### WHAT YOU WILL DO
Up to the line containing "# test: put a marker on the cloud near", nothing is kept; from that line through the end of the data below, output every line exactly.

# # # # #

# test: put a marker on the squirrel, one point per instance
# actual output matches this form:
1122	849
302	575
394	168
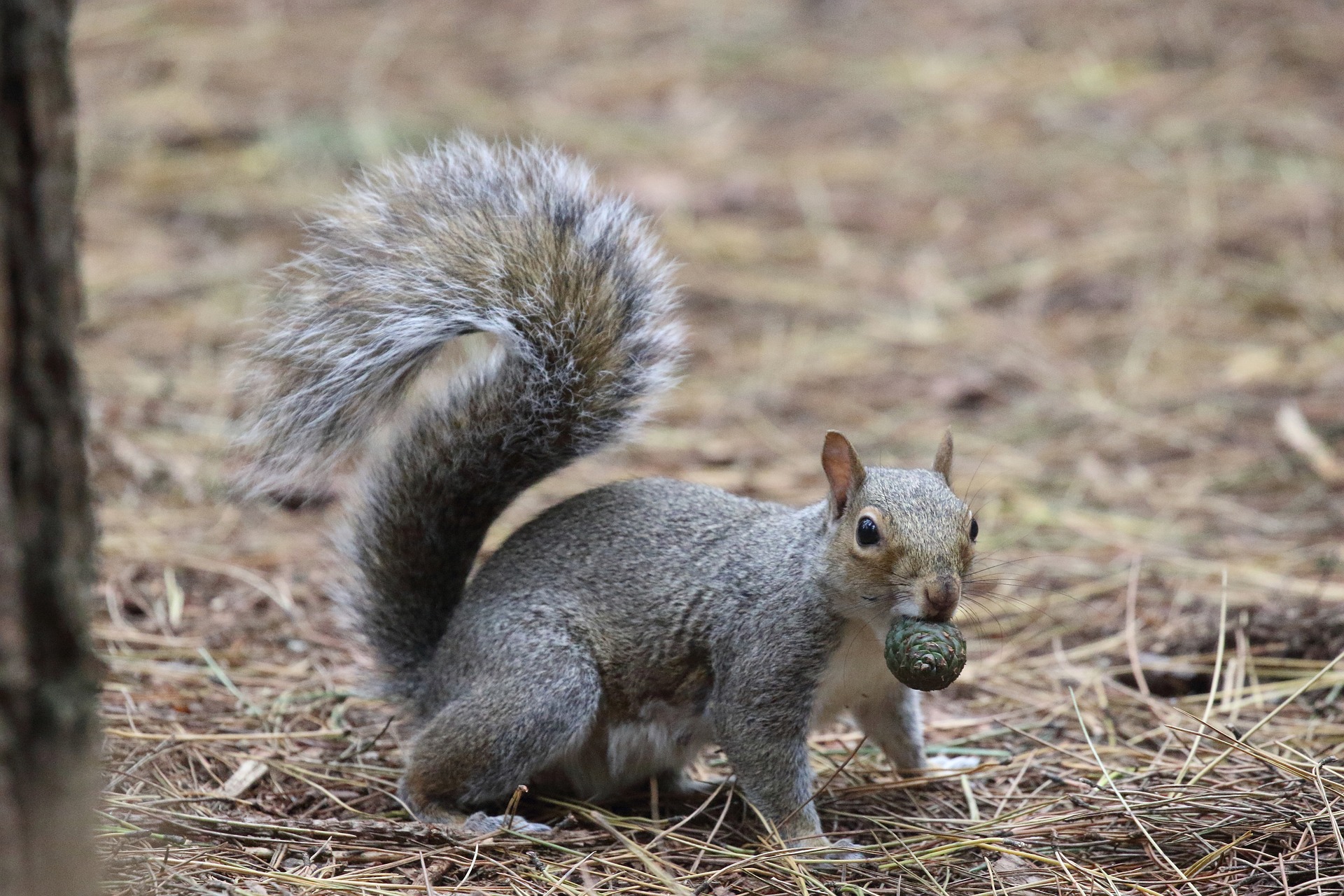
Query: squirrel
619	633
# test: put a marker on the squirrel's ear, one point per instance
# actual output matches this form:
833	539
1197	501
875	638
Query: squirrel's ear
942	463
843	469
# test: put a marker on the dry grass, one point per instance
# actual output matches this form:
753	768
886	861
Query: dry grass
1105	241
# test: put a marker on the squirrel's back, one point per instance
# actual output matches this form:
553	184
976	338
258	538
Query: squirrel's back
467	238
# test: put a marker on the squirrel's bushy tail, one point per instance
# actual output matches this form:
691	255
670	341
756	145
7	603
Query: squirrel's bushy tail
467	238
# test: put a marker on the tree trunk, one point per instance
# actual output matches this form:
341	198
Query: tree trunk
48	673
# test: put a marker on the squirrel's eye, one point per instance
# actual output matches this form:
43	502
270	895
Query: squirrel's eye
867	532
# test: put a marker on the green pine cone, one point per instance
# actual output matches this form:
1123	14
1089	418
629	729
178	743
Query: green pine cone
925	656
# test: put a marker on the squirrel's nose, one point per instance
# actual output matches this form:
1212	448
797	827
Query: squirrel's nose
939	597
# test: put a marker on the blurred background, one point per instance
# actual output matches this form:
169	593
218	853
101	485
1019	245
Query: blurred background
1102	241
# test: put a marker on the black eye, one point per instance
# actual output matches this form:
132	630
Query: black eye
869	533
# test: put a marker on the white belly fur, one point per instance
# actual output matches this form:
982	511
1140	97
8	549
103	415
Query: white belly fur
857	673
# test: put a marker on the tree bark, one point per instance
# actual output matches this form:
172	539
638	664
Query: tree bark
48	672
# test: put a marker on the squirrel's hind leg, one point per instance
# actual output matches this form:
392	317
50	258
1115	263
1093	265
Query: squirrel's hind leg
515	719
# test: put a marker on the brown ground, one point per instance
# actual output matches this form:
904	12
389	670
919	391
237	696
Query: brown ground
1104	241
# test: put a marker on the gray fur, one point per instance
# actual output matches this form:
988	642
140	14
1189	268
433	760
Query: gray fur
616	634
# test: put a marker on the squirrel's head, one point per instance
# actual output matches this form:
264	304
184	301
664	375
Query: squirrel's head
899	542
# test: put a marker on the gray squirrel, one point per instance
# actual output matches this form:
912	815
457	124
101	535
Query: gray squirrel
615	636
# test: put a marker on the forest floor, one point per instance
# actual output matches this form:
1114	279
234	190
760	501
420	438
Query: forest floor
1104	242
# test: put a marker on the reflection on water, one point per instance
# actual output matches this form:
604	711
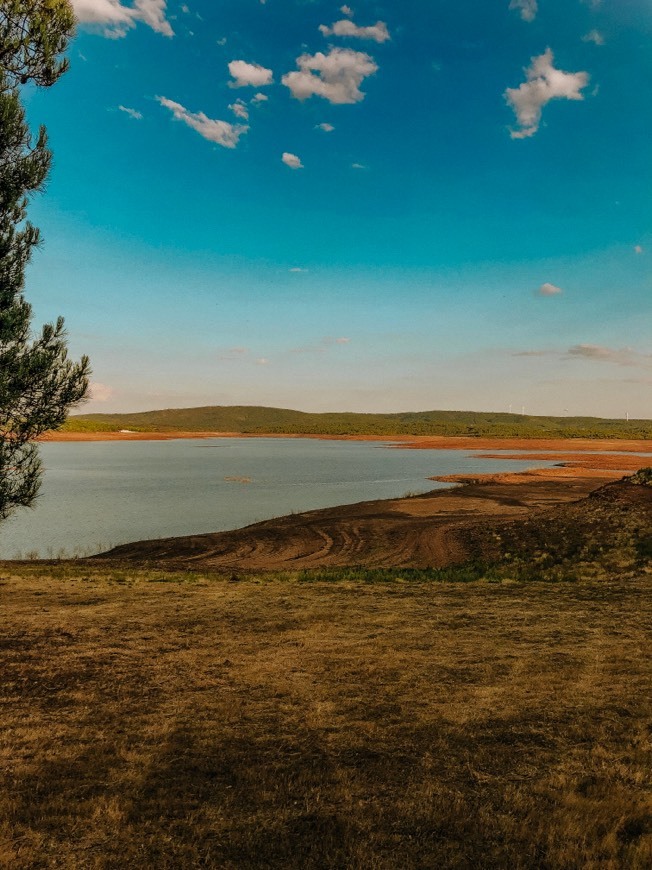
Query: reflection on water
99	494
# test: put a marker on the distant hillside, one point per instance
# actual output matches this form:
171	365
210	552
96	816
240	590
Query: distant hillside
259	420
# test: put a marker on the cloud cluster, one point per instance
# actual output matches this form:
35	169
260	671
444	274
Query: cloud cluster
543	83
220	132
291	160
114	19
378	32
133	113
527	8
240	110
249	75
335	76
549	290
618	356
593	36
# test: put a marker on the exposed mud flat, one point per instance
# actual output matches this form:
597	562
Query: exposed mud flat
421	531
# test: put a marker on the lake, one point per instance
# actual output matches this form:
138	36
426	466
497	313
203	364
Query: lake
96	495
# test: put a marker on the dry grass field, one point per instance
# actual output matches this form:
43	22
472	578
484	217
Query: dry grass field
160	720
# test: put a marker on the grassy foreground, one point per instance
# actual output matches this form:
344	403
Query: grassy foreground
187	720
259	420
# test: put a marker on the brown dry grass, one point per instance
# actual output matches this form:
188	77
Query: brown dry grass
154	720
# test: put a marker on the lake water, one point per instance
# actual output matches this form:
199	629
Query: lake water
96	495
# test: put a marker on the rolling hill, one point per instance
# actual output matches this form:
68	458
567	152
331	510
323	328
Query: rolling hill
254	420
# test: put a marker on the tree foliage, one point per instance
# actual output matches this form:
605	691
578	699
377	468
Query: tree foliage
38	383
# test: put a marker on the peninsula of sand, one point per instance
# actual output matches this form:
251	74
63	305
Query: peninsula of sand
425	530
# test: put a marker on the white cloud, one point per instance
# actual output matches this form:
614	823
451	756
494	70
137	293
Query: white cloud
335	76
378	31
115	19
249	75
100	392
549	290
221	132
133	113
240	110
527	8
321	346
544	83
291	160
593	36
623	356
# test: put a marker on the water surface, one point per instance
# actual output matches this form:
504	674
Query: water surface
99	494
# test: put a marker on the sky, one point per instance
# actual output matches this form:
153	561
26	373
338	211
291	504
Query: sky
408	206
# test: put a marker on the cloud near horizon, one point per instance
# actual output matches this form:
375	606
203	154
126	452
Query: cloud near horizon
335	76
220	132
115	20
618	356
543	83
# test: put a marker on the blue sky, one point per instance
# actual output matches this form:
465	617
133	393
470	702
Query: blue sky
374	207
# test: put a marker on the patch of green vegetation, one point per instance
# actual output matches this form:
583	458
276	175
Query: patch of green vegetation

# # # # #

### EXPECTED OUTPUT
# test: put a marker on the cloud near horizon, one point per instance
# actual output matches this form:
375	606
203	154
126	452
Query: cloud near horizon
335	76
220	132
115	20
618	356
543	83
# test: put a marker on the blue sky, one point per instance
# actual output matches this form:
465	617
133	393
470	702
Query: blue sky
374	207
# test: put a marker on the patch of green vegetation, one point per instance
# actual output matches this form:
583	458
276	175
Query: patch of green vegetation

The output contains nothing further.